# [What you have to do]
State how many lines of the data contain the word "below", and write nothing besides the number.

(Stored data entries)
BEGIN

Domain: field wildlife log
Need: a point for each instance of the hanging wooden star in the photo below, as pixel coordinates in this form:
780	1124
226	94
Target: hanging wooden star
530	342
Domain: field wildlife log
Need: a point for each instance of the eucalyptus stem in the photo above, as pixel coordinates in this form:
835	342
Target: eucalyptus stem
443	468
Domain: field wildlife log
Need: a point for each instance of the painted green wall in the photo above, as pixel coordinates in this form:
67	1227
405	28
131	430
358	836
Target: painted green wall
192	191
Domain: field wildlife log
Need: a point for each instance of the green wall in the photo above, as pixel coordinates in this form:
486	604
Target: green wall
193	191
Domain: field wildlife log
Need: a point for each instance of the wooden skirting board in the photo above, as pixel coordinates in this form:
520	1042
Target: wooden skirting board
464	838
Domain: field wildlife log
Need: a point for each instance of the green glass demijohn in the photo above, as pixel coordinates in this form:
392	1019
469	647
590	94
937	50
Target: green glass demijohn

END
BEGIN

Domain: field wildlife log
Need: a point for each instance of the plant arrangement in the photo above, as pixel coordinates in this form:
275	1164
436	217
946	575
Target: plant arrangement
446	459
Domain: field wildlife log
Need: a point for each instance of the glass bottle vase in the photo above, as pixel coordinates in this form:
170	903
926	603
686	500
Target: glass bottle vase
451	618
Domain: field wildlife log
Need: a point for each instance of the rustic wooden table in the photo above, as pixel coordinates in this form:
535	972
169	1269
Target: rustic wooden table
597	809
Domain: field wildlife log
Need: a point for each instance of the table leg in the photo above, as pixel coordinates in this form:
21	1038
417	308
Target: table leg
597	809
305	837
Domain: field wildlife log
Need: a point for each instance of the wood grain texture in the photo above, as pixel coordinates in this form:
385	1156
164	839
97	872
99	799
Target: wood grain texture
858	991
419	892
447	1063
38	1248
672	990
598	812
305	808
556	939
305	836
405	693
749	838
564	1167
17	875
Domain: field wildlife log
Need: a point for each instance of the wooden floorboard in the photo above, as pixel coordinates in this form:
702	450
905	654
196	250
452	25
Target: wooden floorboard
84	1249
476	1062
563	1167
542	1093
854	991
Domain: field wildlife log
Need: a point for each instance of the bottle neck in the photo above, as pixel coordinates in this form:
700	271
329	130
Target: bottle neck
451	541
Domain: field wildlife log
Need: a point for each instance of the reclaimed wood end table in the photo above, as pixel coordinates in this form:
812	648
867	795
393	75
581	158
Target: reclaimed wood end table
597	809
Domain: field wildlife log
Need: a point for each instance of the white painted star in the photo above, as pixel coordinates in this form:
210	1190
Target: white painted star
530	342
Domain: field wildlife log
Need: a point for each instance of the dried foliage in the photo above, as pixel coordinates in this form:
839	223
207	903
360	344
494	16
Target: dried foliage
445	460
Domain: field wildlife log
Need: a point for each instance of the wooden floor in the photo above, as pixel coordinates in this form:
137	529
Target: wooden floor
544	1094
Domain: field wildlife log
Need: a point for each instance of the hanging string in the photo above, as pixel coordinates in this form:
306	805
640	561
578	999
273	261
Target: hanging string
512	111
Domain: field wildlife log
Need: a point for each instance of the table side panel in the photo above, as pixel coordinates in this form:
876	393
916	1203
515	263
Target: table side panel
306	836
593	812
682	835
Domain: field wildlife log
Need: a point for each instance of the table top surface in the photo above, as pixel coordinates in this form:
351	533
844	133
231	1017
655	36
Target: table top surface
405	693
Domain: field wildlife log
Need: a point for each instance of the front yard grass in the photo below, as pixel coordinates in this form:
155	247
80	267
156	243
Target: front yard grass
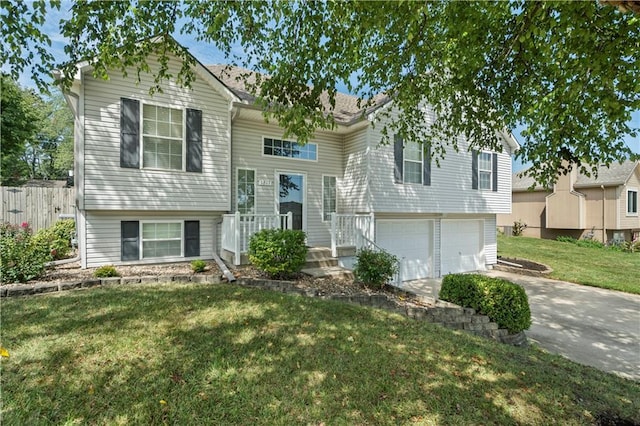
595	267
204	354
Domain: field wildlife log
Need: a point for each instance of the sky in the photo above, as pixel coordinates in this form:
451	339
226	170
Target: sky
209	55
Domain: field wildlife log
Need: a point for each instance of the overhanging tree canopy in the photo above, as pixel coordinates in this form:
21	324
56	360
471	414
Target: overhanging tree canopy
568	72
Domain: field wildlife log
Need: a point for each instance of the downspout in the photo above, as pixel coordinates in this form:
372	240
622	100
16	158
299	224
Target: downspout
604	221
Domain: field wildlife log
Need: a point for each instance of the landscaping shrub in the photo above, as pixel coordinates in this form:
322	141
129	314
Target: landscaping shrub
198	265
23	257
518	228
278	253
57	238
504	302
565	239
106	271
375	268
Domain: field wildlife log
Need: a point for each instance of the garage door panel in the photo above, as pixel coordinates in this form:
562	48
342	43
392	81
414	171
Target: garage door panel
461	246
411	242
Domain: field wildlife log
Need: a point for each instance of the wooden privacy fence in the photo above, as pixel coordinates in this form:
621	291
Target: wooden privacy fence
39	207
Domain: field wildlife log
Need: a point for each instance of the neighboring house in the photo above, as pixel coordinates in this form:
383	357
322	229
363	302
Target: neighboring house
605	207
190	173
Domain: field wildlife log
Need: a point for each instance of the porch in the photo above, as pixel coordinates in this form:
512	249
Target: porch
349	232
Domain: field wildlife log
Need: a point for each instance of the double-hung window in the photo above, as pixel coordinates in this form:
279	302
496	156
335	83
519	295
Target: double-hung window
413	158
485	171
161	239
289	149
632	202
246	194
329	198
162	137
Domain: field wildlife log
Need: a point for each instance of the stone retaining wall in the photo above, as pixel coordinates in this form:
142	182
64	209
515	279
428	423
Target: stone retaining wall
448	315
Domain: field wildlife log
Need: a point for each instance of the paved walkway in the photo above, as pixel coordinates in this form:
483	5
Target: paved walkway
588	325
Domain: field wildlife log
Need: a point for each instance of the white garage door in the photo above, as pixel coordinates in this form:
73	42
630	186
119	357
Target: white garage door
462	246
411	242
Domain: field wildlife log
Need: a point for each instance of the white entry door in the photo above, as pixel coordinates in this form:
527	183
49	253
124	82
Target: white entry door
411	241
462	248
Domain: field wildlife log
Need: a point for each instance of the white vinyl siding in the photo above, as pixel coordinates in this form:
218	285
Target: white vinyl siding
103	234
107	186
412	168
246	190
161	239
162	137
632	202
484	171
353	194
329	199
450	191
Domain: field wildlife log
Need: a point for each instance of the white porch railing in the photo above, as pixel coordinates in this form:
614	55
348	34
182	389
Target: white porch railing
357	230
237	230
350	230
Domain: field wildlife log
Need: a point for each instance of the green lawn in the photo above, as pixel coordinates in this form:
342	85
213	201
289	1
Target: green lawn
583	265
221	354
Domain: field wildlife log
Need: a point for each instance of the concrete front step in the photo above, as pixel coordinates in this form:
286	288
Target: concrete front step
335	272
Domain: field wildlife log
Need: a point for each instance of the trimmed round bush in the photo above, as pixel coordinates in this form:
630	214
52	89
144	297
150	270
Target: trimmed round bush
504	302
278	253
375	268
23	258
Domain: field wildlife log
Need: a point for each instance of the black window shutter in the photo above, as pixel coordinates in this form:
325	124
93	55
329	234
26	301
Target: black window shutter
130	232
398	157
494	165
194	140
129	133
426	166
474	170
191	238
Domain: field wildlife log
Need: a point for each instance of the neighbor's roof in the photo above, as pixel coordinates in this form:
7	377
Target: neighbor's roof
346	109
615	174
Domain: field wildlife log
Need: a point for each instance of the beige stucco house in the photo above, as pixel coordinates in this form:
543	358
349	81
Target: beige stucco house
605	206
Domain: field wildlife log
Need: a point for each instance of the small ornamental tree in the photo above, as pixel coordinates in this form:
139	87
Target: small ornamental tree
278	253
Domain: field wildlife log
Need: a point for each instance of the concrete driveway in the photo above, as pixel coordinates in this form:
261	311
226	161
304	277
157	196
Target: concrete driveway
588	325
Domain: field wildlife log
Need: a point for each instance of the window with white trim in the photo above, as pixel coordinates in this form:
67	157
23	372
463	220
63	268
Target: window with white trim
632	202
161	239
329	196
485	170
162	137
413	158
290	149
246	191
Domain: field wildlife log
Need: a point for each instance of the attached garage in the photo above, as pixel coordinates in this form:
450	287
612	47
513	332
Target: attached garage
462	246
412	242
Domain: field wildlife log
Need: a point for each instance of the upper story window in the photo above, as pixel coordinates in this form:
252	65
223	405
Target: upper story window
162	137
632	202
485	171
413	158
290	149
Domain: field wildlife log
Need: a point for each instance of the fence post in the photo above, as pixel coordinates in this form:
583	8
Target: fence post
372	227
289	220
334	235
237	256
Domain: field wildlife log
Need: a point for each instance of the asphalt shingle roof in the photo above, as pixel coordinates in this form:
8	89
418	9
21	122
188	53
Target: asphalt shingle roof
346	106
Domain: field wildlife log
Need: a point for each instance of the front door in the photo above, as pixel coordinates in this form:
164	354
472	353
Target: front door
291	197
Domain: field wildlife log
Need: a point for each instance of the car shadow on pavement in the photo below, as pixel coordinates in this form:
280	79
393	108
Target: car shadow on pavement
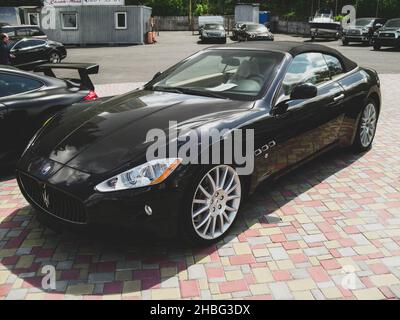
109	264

END

# [Reply to the task]
3